**Task statement:**
Until the line containing "the raised deck platform" has been reproduced, keep reproducing each line of the material below exactly, starting with the first.

Start of Data for this exercise

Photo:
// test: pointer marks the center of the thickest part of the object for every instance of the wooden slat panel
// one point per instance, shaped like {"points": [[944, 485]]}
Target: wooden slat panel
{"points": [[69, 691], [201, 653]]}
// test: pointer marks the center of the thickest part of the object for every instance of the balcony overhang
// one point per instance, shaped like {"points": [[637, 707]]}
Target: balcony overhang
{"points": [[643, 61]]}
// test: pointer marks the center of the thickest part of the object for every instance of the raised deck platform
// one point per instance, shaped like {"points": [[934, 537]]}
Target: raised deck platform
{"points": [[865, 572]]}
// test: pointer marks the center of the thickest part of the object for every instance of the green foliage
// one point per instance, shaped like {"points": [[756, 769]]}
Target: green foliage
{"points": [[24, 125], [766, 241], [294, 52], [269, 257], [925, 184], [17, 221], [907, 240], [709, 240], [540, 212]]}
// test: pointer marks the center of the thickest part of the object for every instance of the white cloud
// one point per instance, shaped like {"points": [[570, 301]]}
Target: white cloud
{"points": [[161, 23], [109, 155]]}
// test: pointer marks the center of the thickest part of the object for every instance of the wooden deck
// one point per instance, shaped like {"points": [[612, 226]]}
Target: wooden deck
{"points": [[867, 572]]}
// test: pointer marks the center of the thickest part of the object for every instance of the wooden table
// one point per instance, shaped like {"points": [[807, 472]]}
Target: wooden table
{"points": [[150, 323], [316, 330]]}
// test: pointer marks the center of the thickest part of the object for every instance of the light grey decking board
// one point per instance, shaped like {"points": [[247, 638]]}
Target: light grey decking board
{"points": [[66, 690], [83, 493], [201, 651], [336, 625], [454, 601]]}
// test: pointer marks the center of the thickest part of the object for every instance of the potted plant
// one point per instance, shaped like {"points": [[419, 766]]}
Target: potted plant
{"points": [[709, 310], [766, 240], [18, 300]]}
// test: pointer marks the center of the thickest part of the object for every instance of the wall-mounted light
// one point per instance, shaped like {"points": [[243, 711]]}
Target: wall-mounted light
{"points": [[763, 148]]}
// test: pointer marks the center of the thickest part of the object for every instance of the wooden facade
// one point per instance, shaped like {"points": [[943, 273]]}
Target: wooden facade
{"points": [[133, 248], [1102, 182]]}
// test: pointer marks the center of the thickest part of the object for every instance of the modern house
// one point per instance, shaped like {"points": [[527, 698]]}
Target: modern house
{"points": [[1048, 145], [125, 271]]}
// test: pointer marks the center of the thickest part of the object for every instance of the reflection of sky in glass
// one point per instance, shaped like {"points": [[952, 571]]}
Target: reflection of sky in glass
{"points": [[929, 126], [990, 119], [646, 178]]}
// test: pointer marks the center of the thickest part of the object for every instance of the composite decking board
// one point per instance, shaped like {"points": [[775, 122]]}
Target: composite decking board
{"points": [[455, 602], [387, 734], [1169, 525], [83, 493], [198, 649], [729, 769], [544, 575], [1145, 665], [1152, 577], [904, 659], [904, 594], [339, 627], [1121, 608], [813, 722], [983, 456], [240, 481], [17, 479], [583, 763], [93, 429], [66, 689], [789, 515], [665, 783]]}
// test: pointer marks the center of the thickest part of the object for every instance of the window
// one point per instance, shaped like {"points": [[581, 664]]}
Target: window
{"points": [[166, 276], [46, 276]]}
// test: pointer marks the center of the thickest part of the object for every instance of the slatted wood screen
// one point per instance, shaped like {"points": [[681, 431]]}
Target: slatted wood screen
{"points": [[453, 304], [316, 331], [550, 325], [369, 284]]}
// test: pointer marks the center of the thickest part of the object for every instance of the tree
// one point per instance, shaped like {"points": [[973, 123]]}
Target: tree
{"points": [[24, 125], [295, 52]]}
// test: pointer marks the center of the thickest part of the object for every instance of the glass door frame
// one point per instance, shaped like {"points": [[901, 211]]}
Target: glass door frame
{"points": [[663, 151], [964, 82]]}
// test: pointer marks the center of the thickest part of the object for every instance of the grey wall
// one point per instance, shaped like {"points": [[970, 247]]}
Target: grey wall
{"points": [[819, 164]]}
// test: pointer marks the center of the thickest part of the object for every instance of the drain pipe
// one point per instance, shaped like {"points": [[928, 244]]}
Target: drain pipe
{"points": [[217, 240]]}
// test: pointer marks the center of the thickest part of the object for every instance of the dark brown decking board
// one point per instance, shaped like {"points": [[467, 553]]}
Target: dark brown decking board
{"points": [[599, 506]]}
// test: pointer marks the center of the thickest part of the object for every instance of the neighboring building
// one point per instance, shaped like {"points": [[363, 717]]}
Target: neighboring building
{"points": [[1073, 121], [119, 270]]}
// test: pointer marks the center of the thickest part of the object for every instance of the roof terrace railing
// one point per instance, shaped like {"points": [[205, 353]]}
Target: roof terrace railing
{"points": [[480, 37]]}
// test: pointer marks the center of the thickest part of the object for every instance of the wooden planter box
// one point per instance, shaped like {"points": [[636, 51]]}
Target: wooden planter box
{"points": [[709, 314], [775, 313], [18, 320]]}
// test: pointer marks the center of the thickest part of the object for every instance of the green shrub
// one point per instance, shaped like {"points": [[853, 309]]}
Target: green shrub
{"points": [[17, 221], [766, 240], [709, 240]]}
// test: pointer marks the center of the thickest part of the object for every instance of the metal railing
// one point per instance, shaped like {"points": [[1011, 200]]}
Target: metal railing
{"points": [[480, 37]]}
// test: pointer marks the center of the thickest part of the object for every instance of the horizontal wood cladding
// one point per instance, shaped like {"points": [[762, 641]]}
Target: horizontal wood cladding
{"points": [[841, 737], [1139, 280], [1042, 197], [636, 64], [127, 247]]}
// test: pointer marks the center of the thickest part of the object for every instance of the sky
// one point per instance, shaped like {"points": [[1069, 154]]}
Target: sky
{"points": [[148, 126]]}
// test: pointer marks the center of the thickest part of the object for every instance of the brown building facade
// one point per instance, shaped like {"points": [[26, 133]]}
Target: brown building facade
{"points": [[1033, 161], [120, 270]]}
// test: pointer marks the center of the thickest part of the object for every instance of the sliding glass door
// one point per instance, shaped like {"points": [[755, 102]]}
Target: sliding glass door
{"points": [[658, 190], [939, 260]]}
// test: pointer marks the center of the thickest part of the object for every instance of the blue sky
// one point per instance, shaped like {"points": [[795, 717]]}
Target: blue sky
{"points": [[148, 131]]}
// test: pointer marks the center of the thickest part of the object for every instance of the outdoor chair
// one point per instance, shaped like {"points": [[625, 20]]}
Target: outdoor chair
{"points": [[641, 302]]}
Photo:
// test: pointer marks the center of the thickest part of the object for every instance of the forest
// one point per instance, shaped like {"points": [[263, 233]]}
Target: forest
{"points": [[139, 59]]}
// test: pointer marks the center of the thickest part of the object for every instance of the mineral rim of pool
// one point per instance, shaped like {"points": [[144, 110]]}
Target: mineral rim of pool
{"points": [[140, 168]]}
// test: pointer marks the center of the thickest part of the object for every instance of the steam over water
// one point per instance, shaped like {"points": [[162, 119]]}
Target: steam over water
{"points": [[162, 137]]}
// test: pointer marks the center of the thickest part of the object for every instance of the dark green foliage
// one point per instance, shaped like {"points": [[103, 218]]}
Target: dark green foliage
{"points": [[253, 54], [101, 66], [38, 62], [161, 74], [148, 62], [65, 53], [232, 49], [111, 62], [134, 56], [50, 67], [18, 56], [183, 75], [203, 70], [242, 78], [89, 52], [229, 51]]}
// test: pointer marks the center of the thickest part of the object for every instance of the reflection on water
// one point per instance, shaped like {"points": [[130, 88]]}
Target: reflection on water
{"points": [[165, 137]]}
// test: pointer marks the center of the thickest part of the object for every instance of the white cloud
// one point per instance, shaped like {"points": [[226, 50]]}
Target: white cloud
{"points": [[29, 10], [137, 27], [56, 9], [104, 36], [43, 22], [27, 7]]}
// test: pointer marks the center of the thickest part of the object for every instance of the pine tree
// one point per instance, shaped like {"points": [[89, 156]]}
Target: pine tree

End of Data for this exercise

**Output for this task:**
Photo:
// test: pointer marks the center of the thickest part of the object for every instance of the wooden slat panel
// one point per instance, shaped like {"points": [[944, 485]]}
Target: wooden slat panel
{"points": [[69, 691], [201, 653]]}
// test: pointer marks the center of the thickest part of the object for every instance of the balcony overhang
// one point per instance, shaped like {"points": [[637, 707]]}
Target: balcony overhang
{"points": [[643, 61]]}
// test: pointer marks the center of the thickest part of the object for every instance of the raised deck platform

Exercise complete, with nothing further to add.